De 1986-1987 à 1994-1995, les dépenses fédérales au titre de la science et technologie se sont élevées à 30,94 milliards de dollars. Pour cette période, le Québec a reçu seulement 19,1 % de ce montant total, soit 5,91 milliards de dollars. Pour 1994-1995, la situation s'est légèrement améliorée par rapport à 1992-1993 passant de 20,2 % à 22,1 %, mais il s'agit tout de même d'un manque à gagner de 130 millions de dollars par rapport au poids démographique du Québec pour 1994-95. L'argument du gouvernement sur la Région de la capitale nationale ne tient pas puisque dans cette région, la partie québécoise n'a reçu que 215 millions de dollars des dépenses en 1994-1995 sur1,69 milliard de dollars, soit un maigre 12,8 % des dépenses totales.

Nous recommandons donc que, dans le cadre du prochain budget, le ministre des Finances élabore une stratégie à moyen terme pour rétablir l'équilibre dans les dépenses en sciences et technologie du gouvernement fédéral pour que cesse l'iniquité envers le Québec dans la répartition de ces dépenses.

Le même raisonnement s'applique pour les dépenses intra-muros du gouvernement fédéral en recherche et développement. De 1986-1987 à 1994-1995, les dépenses fédérales intra-muros au titre de la recherche et développement se sont élevées à 12,53 milliards de dollars. Toutefois, le Québec n'a reçu qu'une mince part durant ces années, par rapport à son poids démographique, soit 13,1 %. Un manque à gagner de 160 millions de dollars pour l'année 1994-1995 et de 1,51 milliard de dollars entre les années 1986-1987 et 1994-1995.

Nous recommandons donc que, dans le cadre du prochain budget, le ministre des Finances élabore une stratégie à moyen terme pour rétablir l'équilibre dans les dépenses intra-muros en recherche et développement du gouvernement fédéral pour que cesse l'iniquité envers le Québec dans la répartition de ces dépenses.

Conclusion

En 1994, une des principales recommandations du Vérificateur général du Canada, dans son rapport sur les sciences et technologie, était que «le Cabinet devra faire preuve de persévérance et de leadership». Malheureusement, le Cabinet et ses ministres pourront difficilement compter sur la députation libérale pour les aider dans cette lourde tâche.

▶ **Consignes de travail**:
[A] Recopiez le passage de l'extrait sur les dépenses fédérales en sciences et technologie en commençant par « De 1986-1987 à 1994-1995, les dépenses fédérales au » et en poursuivant jusqu'à « des dépenses totales. ».
[B] Prolongez l'extrait sur les dépenses fédérales en sciences et technologie au Québec à partir de sa dernière phrase.
La liste provient d'une source différente de celle de l'extrait.

Images pour la localisation d'objets:
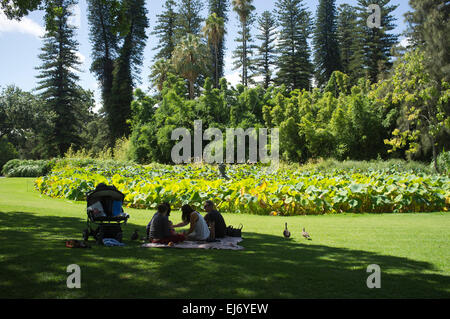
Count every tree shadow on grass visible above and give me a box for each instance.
[0,212,450,298]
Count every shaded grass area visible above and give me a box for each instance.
[0,178,450,298]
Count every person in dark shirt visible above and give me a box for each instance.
[147,203,185,244]
[203,200,227,239]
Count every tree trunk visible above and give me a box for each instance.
[430,136,441,174]
[214,43,219,89]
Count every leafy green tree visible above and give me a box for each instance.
[313,0,342,87]
[275,0,313,90]
[385,50,450,171]
[152,0,178,61]
[202,13,225,88]
[172,34,209,100]
[37,0,80,156]
[256,11,277,89]
[232,0,255,86]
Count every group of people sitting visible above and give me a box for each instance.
[147,200,226,244]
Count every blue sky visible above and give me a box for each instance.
[0,0,411,110]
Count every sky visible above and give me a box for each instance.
[0,0,411,110]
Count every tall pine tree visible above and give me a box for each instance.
[36,0,81,156]
[209,0,229,83]
[275,0,313,90]
[176,0,204,43]
[232,0,255,86]
[313,0,342,87]
[88,0,119,124]
[152,0,177,61]
[356,0,398,82]
[337,3,364,84]
[107,0,149,146]
[256,11,277,89]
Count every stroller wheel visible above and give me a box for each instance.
[83,228,89,241]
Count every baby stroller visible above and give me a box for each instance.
[83,183,130,244]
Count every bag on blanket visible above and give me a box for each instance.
[225,224,244,237]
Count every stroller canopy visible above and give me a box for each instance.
[86,184,125,206]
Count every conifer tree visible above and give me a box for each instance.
[152,0,177,61]
[313,0,342,87]
[275,0,313,90]
[107,0,149,146]
[256,11,277,89]
[88,0,119,122]
[36,0,80,156]
[337,3,364,84]
[232,0,255,86]
[176,0,203,43]
[356,0,398,83]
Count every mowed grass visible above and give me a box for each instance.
[0,178,450,298]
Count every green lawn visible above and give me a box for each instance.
[0,178,450,298]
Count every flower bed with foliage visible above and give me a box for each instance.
[35,165,450,215]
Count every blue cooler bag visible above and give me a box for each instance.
[113,200,122,216]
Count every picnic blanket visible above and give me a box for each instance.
[142,237,244,250]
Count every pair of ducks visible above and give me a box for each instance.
[283,223,312,240]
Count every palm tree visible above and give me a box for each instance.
[149,59,173,92]
[172,34,209,100]
[202,12,225,88]
[232,0,255,86]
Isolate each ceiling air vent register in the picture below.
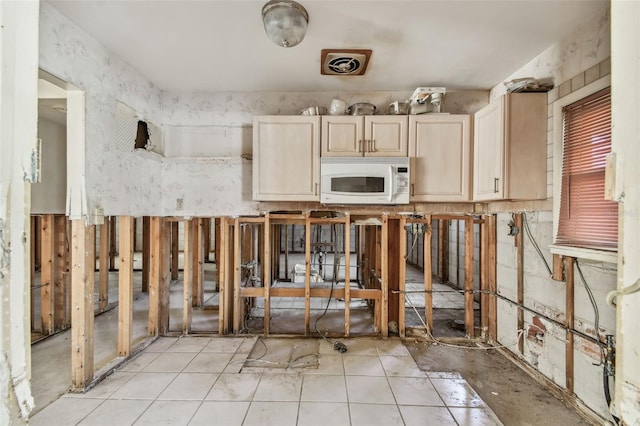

▶ **Corrigé des exercices**:
[A]
De 1986-1987 à 1994-1995, les dépenses fédérales au titre de la science et technologie se sont élevées à 30,94 milliards de dollars. Pour cette période, le Québec a reçu seulement 19,1 % de ce montant total, soit 5,91 milliards de dollars. Pour 1994-1995, la situation s'est légèrement améliorée par rapport à 1992-1993 passant de 20,2 % à 22,1 %, mais il s'agit tout de même d'un manque à gagner de 130 millions de dollars par rapport au poids démographique du Québec pour 1994-95. L'argument du gouvernement sur la Région de la capitale nationale ne tient pas puisque dans cette région, la partie québécoise n'a reçu que 215 millions de dollars des dépenses en 1994-1995 sur1,69 milliard de dollars, soit un maigre 12,8 % des dépenses totales.

[B]
Certes, les efforts du ministre de l'Industrie, avec le dépôt de la stratégie fédérale dans le domaine des sciences et technologie au mois de mars 1996, peuvent sembler nobles. Toutefois, comme le stipulait le Vérificateur général, c'est la mise en place de cette stratégie qui en déterminera la véritable efficacité. Il faut beaucoup plus qu'un simple document intitulé Les sciences et la technologie à l'aube du 21e siècle. Il faut des propositions concrètes et efficaces et non des voeux pieux que nous proposent la majorité libérale dans son rapport ténu et incomplet.

Le Canada a un sérieux retard en matière de recherche et développement effectué sur son territoire par rapport à ces principaux compétiteurs. Nos efforts en recherche et développement nous plaçaient au 15e rang des pays de l'OCDE avec un maigre 1,50 % des dépenses de recherche et développement par rapport à notre PIB. Les États-Unis, notre principal concurrent, consacre 2,75 % de son PIB à la recherche et développement. Ce retard continue d'accroître notre déficit d'innovation et met en péril le développement économique à long terme du Canada et du Québec.

La volonté du gouvernement libéral dans le domaine des sciences et de la technologie pourra se mesurer lors du dépôt du prochain budget. Le Bloc Québécois propose, comme premier pas, des avenues intéressantes dans cette opinion dissidente. Toutefois, si le passé est garant de l'avenir, nous devons espérer peu, puisque comme le soulignait le Vérificateur général dans son rapport de 1994 sur les stratégies fédérales dans ce domaine, «les efforts déployés dans ce domaine à cette fin au cours des trente dernières années ont échoué».

Est-ce que le Cabinet libéral va mieux faire que la députation libérale du Comité permanent de l'industrie? Espérons-le!